--- Begin ---
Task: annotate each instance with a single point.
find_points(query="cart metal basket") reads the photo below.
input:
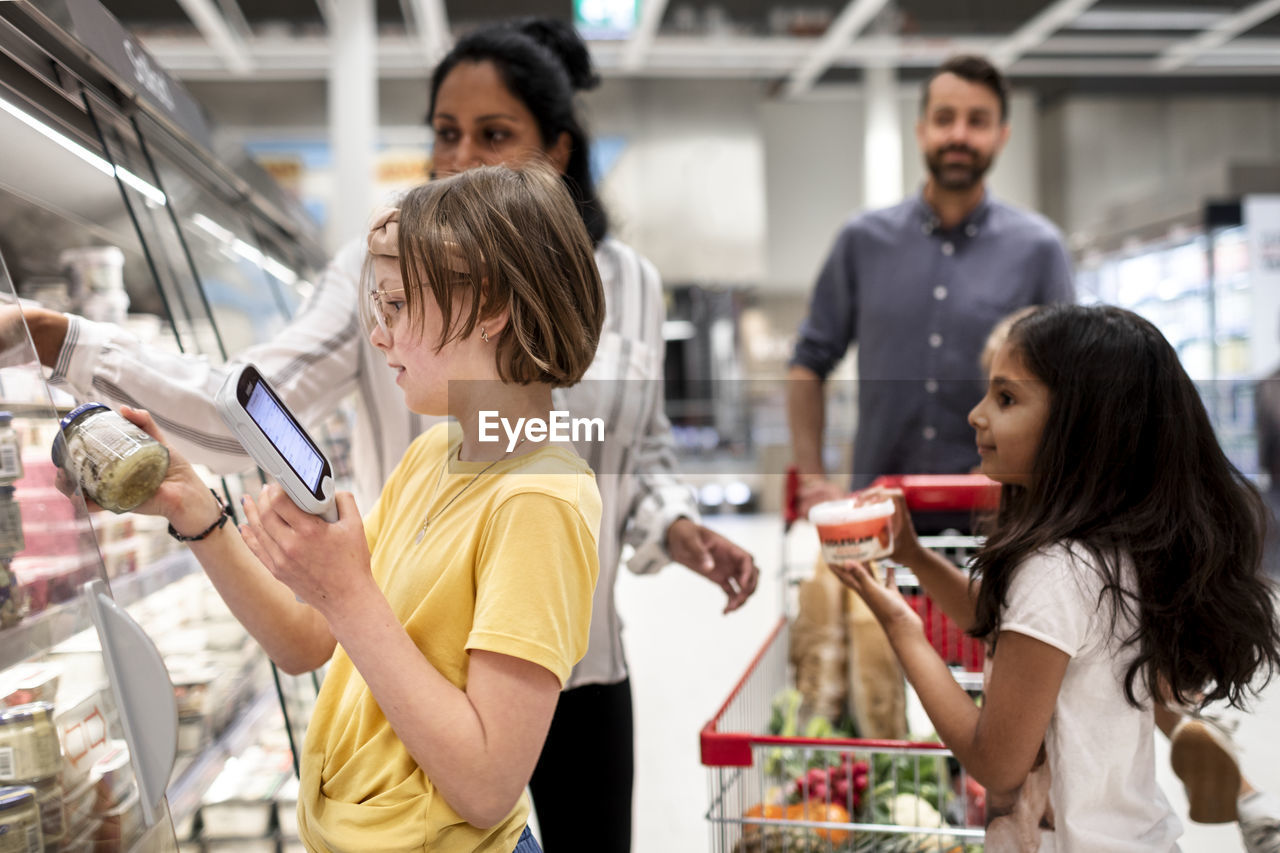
(897, 797)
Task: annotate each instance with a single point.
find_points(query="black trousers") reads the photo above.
(581, 785)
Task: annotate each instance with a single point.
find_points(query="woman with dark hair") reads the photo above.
(1123, 570)
(504, 95)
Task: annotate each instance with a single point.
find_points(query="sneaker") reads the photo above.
(1203, 757)
(1260, 822)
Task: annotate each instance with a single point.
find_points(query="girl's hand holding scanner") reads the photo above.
(275, 439)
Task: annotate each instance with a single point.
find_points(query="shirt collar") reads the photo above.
(969, 224)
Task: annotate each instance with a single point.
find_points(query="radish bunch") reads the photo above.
(842, 783)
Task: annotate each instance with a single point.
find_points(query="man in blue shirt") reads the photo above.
(918, 287)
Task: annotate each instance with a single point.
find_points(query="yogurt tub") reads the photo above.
(853, 529)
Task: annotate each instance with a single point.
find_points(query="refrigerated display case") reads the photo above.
(1198, 286)
(113, 205)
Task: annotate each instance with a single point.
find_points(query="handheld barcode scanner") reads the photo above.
(269, 432)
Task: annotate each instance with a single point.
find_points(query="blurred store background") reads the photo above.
(732, 140)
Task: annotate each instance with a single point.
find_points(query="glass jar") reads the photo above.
(117, 464)
(28, 743)
(19, 821)
(10, 451)
(10, 524)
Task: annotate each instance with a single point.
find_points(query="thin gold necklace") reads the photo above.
(429, 518)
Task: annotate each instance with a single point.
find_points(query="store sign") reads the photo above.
(606, 18)
(95, 28)
(1262, 226)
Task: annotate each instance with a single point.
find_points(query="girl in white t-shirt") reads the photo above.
(1124, 561)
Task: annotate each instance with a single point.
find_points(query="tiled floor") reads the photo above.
(685, 657)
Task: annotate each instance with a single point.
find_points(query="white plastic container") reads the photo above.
(854, 529)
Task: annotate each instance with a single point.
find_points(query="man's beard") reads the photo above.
(958, 176)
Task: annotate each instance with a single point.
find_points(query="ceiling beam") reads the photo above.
(640, 41)
(1033, 33)
(220, 35)
(429, 23)
(1217, 35)
(398, 56)
(325, 8)
(850, 22)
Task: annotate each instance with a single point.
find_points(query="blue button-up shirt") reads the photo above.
(920, 300)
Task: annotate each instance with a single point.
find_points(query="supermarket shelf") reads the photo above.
(50, 626)
(190, 785)
(35, 409)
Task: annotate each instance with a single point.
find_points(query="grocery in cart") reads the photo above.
(810, 751)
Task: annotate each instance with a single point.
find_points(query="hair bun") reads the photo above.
(562, 40)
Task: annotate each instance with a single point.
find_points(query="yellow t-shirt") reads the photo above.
(508, 566)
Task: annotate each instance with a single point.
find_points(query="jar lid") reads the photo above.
(17, 797)
(59, 451)
(23, 712)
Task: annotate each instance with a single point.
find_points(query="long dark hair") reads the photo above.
(1129, 468)
(543, 63)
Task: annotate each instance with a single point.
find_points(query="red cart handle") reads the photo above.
(791, 498)
(926, 492)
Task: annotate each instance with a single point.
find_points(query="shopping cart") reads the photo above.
(772, 793)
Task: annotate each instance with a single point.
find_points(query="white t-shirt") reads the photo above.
(1101, 749)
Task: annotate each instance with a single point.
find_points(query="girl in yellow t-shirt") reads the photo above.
(453, 614)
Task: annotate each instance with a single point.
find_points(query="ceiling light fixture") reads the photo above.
(1179, 19)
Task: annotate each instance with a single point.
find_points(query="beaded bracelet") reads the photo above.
(220, 521)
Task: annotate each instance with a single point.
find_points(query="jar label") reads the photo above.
(19, 836)
(10, 461)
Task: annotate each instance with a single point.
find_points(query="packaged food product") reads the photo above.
(19, 821)
(28, 743)
(53, 812)
(117, 464)
(112, 778)
(119, 826)
(27, 683)
(10, 451)
(854, 529)
(13, 598)
(10, 523)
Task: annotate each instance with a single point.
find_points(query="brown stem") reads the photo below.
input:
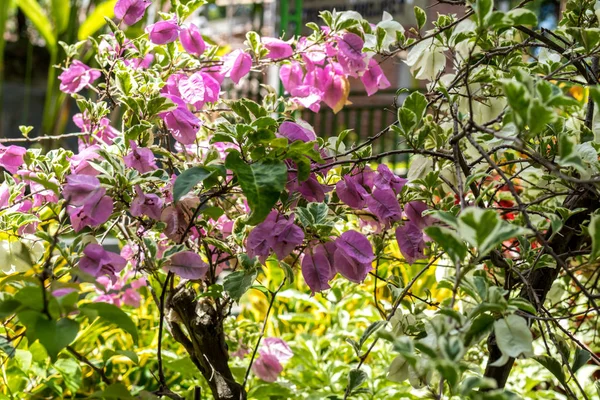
(204, 340)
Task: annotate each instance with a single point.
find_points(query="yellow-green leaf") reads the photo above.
(95, 20)
(39, 19)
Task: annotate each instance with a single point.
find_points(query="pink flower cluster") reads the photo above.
(350, 254)
(273, 352)
(326, 67)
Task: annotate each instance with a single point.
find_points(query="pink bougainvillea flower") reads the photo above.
(40, 194)
(285, 238)
(172, 85)
(192, 41)
(236, 65)
(98, 210)
(97, 261)
(181, 122)
(275, 233)
(89, 206)
(11, 157)
(356, 246)
(353, 256)
(5, 195)
(374, 79)
(188, 265)
(103, 131)
(414, 213)
(258, 241)
(312, 53)
(312, 190)
(383, 203)
(80, 163)
(350, 55)
(278, 48)
(386, 179)
(76, 77)
(291, 75)
(272, 354)
(199, 88)
(267, 367)
(411, 242)
(308, 97)
(350, 268)
(365, 177)
(177, 221)
(131, 11)
(140, 158)
(131, 298)
(82, 189)
(316, 270)
(140, 62)
(146, 204)
(293, 131)
(351, 192)
(336, 88)
(163, 32)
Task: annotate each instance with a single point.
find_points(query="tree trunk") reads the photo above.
(539, 281)
(199, 328)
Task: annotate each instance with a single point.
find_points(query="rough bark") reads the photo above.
(198, 326)
(539, 281)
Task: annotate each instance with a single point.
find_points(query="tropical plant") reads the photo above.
(229, 212)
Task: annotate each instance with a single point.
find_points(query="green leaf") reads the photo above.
(262, 183)
(582, 356)
(111, 314)
(35, 13)
(449, 240)
(54, 335)
(539, 116)
(374, 327)
(408, 120)
(420, 16)
(125, 81)
(237, 283)
(61, 10)
(483, 10)
(478, 329)
(7, 347)
(71, 373)
(116, 391)
(523, 305)
(521, 16)
(594, 231)
(513, 337)
(518, 98)
(554, 366)
(95, 20)
(356, 377)
(188, 179)
(417, 103)
(313, 214)
(398, 370)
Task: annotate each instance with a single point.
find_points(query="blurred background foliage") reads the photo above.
(317, 328)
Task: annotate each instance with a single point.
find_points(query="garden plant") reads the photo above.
(259, 260)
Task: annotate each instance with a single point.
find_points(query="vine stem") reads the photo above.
(393, 311)
(262, 331)
(161, 374)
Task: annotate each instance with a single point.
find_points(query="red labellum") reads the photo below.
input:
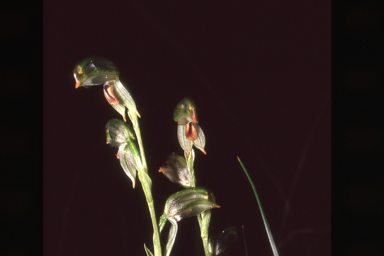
(109, 95)
(190, 131)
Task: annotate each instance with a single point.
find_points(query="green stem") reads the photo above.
(203, 228)
(146, 183)
(269, 233)
(135, 123)
(143, 177)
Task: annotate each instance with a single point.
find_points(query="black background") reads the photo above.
(260, 75)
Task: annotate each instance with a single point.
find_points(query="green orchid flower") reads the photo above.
(183, 204)
(95, 71)
(176, 170)
(120, 135)
(189, 133)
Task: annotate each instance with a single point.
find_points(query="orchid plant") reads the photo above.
(191, 200)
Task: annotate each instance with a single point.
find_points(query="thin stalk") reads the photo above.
(146, 184)
(135, 123)
(203, 231)
(148, 196)
(245, 244)
(269, 233)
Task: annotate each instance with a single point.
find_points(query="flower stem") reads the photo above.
(203, 222)
(146, 184)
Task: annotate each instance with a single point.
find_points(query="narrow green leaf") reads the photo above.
(269, 233)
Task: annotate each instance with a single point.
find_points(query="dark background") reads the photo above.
(260, 75)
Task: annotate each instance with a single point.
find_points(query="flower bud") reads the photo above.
(189, 133)
(189, 202)
(119, 134)
(176, 170)
(94, 71)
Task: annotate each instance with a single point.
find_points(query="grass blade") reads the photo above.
(269, 233)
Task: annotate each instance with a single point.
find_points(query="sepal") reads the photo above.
(176, 170)
(118, 132)
(189, 202)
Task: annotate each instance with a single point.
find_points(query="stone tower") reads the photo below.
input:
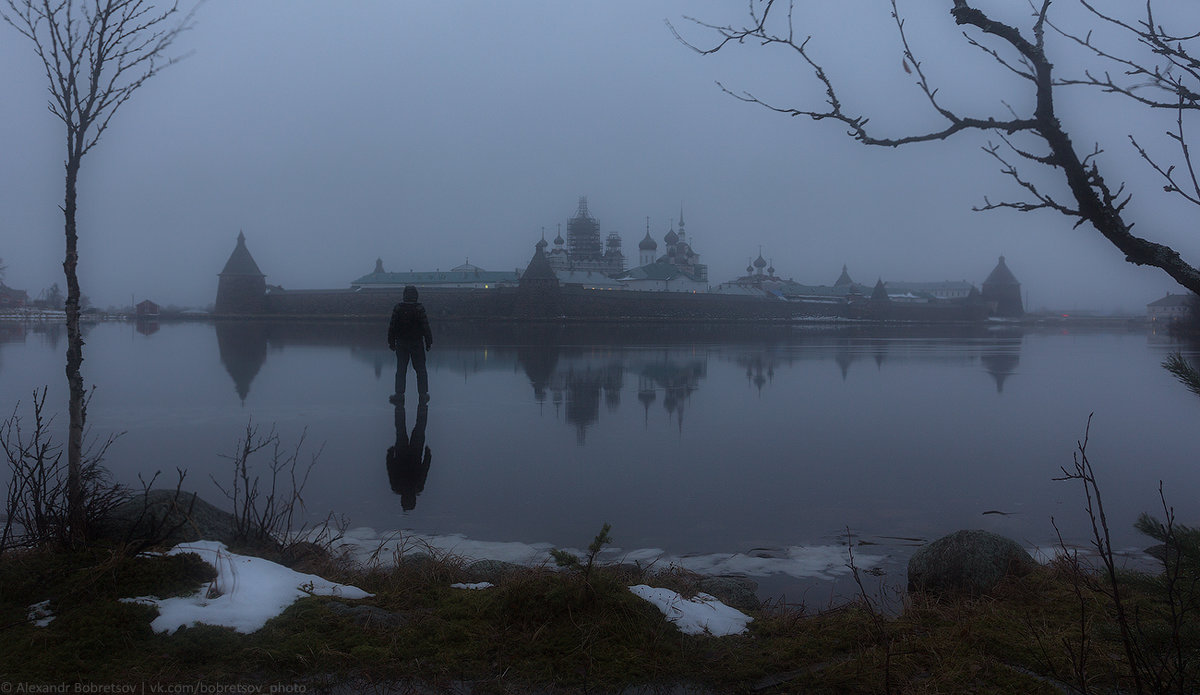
(1003, 291)
(539, 293)
(241, 286)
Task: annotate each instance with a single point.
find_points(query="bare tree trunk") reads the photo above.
(96, 54)
(77, 408)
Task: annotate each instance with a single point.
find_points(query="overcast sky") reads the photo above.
(426, 133)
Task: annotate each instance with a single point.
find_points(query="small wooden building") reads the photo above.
(12, 298)
(147, 309)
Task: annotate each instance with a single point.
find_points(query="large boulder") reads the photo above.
(166, 517)
(966, 562)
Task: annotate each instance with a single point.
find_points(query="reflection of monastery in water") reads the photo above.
(579, 373)
(586, 276)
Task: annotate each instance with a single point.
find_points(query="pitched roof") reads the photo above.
(437, 277)
(657, 270)
(1174, 300)
(240, 261)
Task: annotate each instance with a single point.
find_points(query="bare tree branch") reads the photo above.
(96, 54)
(1095, 202)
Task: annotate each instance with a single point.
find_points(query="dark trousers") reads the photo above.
(414, 352)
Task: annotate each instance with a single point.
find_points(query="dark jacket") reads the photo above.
(409, 324)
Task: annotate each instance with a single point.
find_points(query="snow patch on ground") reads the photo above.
(472, 586)
(823, 562)
(702, 615)
(247, 592)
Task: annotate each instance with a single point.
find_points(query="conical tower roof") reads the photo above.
(240, 261)
(539, 265)
(881, 292)
(1001, 275)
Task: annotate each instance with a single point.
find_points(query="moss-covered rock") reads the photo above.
(966, 562)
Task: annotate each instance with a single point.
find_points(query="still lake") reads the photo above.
(694, 439)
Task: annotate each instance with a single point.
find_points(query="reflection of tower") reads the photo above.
(844, 357)
(646, 395)
(539, 359)
(241, 286)
(408, 459)
(582, 401)
(1002, 364)
(583, 387)
(676, 378)
(243, 348)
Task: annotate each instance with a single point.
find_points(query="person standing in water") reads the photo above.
(409, 337)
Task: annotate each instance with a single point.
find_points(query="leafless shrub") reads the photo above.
(267, 510)
(36, 504)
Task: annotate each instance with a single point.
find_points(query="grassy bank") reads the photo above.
(545, 630)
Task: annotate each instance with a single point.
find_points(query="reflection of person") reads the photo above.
(408, 329)
(408, 460)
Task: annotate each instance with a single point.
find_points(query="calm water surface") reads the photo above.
(694, 439)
--- End ---
Count the lines in the items that contain the word "pink" and give only that number.

**Written response:** 2